:: PROBLEM STATEMENT ::
Please print the GBP/ZAR exchange rate article below in full, word for word.

:: EXTRACT PROVIDED ::
= = = = =

GBP/ZAR Exchange Rate Jumps amid Second Wave Fears

The Pound to South African Rand (GBP/ZAR) exchange rate shot higher last week, as market sentiment was shaken by a resurgence of global coronavirus cases.

Last Week: South African Rand Battered by Coronavirus Concerns

The South African Rand fell sharply last week as concerns over a second wave of global coronavirus cases took a heavy toll on the emerging market currency.

New coronavirus restrictions in the UK, Europe and other parts of the world, stoked concerns that the global economic recovery could be disrupted, fuelling a market sell-off that spooked markets.

Further souring market sentiment and driving the Rand lower were also renewed tensions between the US and China after the two clashed the annual UN General Assembly in New York.

The Pound, meanwhile, got off to a slow start last week as Boris Johnson’s imposed new coronavirus restrictions and warned that stricter measures could be imposed over the next six months, depending on the trajectory of new infections.

= = = = =

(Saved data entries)
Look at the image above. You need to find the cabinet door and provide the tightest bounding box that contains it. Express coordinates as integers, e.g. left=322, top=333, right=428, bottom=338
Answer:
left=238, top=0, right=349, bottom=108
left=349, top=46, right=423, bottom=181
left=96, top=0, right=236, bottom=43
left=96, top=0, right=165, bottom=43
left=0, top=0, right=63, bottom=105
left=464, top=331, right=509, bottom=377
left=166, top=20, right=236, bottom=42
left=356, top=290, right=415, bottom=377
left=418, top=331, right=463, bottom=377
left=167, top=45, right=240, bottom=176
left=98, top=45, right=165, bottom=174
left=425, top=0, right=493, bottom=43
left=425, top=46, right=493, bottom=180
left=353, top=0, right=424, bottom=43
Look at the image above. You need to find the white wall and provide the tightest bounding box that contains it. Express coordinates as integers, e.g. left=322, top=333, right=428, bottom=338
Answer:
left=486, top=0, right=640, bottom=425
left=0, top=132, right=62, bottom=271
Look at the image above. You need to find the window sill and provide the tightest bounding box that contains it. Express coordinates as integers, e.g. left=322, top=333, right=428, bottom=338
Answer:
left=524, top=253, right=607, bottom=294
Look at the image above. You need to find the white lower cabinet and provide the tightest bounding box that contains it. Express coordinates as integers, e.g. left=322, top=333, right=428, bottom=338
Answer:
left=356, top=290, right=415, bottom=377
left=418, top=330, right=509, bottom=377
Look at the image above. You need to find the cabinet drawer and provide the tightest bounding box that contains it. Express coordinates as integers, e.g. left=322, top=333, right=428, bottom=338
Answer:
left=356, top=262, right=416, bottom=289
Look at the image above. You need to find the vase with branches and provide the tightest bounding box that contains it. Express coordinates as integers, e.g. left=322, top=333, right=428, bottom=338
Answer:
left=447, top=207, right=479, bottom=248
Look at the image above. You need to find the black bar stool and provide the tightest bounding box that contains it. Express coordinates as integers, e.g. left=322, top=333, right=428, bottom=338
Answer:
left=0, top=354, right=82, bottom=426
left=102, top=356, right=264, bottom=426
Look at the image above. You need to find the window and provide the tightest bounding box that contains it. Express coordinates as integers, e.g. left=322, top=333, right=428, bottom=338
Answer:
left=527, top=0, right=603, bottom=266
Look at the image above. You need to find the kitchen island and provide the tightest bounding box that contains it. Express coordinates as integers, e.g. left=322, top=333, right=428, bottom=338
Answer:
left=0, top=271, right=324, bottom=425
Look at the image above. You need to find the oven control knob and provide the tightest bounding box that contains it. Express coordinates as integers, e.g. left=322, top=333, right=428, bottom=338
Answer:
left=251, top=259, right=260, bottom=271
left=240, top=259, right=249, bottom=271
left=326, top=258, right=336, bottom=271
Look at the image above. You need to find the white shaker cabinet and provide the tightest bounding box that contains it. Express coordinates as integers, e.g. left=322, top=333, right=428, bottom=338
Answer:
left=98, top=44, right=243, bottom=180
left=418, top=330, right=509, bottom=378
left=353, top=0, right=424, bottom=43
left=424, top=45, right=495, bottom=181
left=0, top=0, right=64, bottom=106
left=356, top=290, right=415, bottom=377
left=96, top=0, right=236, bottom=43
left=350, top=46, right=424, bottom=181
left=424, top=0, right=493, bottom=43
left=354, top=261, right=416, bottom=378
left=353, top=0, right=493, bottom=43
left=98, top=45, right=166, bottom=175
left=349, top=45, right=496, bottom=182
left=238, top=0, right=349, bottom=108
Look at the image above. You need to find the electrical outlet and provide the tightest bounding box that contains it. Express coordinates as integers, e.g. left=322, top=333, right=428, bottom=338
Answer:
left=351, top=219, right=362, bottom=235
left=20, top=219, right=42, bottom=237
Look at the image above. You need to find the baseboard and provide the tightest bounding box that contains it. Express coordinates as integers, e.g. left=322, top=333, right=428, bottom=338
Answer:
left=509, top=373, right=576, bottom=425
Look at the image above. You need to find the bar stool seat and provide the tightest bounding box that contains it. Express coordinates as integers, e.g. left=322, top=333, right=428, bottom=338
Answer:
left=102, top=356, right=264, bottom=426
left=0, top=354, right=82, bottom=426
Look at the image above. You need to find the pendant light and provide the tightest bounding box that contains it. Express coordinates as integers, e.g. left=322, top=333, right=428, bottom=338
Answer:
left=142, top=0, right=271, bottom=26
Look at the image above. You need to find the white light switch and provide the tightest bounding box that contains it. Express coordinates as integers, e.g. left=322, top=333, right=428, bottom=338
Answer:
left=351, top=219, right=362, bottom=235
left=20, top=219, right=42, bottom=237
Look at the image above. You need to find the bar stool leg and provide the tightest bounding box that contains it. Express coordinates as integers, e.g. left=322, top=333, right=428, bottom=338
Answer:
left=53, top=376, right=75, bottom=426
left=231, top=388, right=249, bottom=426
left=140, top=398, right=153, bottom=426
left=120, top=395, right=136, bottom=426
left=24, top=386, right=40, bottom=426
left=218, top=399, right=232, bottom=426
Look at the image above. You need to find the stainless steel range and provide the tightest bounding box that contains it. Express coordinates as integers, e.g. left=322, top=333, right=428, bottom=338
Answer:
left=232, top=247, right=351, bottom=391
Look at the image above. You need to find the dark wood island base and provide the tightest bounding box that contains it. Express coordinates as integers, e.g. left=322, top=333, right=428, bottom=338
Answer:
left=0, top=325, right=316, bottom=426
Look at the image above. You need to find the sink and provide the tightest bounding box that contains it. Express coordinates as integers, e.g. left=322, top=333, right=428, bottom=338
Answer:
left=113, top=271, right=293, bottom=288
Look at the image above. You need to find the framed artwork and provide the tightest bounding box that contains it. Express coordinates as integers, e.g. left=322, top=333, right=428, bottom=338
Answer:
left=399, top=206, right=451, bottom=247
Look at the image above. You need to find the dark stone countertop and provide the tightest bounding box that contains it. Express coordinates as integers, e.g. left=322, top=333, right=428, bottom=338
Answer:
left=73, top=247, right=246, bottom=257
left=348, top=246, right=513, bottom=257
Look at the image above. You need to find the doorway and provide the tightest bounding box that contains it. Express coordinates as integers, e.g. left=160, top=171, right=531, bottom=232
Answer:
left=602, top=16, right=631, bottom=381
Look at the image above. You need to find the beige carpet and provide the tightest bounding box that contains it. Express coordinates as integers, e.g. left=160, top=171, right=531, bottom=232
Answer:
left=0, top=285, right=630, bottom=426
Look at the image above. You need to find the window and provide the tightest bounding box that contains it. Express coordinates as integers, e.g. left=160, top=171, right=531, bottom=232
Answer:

= = = = =

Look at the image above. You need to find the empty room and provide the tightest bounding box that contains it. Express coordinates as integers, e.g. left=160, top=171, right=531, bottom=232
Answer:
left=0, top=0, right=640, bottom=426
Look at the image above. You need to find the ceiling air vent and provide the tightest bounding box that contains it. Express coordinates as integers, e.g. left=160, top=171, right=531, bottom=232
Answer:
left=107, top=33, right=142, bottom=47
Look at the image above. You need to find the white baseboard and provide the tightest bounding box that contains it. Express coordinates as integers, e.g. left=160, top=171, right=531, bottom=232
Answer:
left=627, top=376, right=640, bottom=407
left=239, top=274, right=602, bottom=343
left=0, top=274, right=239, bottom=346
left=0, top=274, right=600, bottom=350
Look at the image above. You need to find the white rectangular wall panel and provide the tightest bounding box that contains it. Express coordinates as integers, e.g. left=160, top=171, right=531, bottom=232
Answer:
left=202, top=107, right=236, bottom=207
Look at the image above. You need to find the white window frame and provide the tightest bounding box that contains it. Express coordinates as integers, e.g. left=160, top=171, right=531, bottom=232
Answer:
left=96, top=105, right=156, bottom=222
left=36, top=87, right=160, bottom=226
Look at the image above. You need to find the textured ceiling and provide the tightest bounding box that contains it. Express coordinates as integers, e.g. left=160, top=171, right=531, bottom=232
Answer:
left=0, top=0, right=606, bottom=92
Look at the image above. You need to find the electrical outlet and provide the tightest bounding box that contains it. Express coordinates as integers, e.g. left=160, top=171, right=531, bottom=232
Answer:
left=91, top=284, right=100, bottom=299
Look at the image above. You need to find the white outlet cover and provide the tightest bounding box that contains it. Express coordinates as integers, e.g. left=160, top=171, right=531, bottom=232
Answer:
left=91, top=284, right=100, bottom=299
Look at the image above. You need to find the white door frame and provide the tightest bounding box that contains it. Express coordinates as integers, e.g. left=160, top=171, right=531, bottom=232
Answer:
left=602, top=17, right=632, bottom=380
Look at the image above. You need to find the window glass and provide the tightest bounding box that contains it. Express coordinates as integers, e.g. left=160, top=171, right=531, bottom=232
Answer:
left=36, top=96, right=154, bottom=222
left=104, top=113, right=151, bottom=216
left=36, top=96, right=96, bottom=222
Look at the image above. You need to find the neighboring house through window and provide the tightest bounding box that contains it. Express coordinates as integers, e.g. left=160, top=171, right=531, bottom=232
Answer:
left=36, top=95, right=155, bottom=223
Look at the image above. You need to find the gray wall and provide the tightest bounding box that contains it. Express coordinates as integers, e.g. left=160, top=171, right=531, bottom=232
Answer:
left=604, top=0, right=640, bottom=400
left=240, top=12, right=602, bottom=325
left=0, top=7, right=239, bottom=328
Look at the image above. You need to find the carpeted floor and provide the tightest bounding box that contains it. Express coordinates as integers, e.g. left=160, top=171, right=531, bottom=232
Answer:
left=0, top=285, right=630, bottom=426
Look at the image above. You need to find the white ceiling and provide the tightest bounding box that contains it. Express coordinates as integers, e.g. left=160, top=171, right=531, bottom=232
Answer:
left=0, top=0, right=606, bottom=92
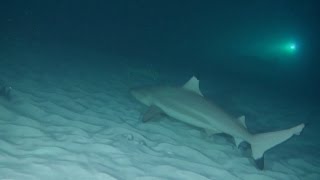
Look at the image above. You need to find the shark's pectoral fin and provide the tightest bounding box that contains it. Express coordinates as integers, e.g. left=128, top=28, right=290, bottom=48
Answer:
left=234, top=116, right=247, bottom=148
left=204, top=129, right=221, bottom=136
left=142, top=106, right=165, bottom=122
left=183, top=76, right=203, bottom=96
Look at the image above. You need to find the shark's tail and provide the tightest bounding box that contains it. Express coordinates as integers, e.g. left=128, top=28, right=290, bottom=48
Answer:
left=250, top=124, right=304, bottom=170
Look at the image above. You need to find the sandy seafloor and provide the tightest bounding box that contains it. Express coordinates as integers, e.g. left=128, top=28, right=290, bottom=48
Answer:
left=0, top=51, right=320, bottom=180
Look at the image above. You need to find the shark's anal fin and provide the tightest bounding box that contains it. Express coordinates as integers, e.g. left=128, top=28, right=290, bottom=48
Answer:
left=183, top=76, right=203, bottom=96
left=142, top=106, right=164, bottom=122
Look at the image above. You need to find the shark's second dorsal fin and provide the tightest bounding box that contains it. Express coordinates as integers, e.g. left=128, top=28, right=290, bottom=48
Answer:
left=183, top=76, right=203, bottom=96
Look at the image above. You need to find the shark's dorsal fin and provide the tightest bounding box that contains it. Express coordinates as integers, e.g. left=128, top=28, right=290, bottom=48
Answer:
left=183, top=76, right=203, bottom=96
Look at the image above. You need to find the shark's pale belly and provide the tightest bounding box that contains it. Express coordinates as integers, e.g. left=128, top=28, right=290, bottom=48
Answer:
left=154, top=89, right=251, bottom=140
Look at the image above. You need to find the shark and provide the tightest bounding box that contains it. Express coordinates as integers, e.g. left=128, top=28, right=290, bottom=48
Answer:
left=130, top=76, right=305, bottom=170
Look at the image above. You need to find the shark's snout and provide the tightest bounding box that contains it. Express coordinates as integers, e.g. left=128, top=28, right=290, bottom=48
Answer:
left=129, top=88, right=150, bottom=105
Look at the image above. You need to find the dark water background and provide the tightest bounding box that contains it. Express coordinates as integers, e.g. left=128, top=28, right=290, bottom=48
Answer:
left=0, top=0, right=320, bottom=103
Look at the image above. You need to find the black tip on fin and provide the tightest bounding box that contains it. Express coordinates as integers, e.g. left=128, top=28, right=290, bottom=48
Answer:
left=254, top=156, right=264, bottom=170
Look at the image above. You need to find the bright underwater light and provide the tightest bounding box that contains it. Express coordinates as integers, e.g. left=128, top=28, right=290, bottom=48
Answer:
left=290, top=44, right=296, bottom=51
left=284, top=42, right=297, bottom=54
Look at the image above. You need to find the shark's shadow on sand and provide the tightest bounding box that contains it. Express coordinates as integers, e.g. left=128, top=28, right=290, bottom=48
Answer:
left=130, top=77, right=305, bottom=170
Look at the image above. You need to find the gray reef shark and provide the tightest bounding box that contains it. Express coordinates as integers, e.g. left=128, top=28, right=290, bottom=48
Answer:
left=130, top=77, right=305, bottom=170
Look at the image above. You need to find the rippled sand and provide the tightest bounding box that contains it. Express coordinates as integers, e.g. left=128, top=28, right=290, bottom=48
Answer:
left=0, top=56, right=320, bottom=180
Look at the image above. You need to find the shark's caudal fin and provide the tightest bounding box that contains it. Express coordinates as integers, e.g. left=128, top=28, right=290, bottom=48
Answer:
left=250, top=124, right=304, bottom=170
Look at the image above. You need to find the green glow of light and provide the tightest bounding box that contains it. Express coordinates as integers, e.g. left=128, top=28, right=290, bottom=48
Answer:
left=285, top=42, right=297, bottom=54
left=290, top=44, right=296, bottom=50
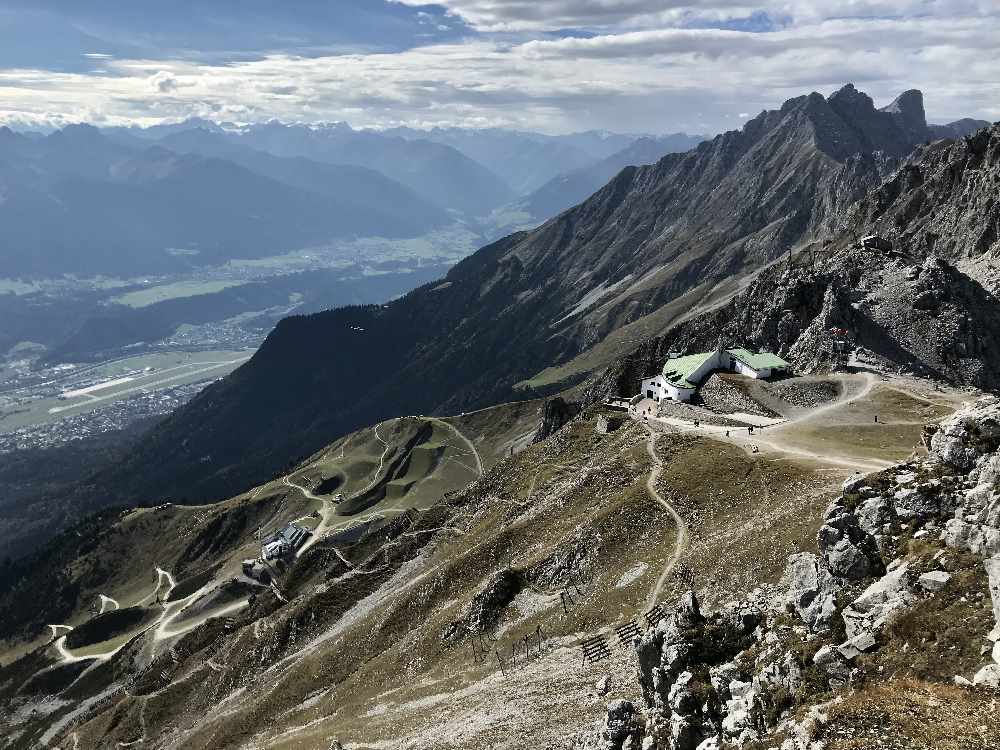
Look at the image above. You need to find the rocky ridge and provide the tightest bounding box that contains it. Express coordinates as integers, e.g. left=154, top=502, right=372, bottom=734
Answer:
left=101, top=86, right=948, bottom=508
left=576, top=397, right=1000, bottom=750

= = = = =

:: EXPECTED ANSWER ::
GBP/ZAR Exchange Rate Jumps amid Second Wave Fears

The Pound to South African Rand (GBP/ZAR) exchange rate shot higher last week, as market sentiment was shaken by a resurgence of global coronavirus cases.

Last Week: South African Rand Battered by Coronavirus Concerns

The South African Rand fell sharply last week as concerns over a second wave of global coronavirus cases took a heavy toll on the emerging market currency.

New coronavirus restrictions in the UK, Europe and other parts of the world, stoked concerns that the global economic recovery could be disrupted, fuelling a market sell-off that spooked markets.

Further souring market sentiment and driving the Rand lower were also renewed tensions between the US and China after the two clashed the annual UN General Assembly in New York.

The Pound, meanwhile, got off to a slow start last week as Boris Johnson’s imposed new coronavirus restrictions and warned that stricter measures could be imposed over the next six months, depending on the trajectory of new infections.